Data entries:
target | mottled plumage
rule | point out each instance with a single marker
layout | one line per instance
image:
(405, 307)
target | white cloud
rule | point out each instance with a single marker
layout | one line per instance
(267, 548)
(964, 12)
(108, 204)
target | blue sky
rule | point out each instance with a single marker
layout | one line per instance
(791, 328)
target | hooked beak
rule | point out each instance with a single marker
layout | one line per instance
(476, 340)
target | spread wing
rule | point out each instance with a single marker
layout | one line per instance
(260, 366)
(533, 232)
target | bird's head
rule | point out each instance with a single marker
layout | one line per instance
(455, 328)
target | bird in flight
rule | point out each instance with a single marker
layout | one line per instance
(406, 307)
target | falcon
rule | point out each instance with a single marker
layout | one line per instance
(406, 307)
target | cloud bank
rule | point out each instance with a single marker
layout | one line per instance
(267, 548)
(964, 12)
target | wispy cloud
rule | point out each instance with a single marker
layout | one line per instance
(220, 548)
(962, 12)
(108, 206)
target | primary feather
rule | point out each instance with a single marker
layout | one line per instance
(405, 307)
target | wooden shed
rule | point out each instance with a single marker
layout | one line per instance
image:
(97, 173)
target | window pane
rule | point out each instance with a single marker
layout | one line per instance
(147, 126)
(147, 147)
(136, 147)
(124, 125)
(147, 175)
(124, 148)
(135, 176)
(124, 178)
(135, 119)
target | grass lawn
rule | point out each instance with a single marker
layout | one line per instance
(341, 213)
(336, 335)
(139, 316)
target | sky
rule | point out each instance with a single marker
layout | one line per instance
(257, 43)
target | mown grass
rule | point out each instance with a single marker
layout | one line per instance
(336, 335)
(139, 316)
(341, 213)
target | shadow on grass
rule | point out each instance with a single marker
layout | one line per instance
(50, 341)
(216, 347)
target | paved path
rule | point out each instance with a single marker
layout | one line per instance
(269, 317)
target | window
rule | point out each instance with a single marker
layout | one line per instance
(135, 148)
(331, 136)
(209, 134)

ACTIVITY> Look over the records above and copy each line that includes the string "bird".

OUTPUT OF THE TASK>
target | bird's head
target | bird in flight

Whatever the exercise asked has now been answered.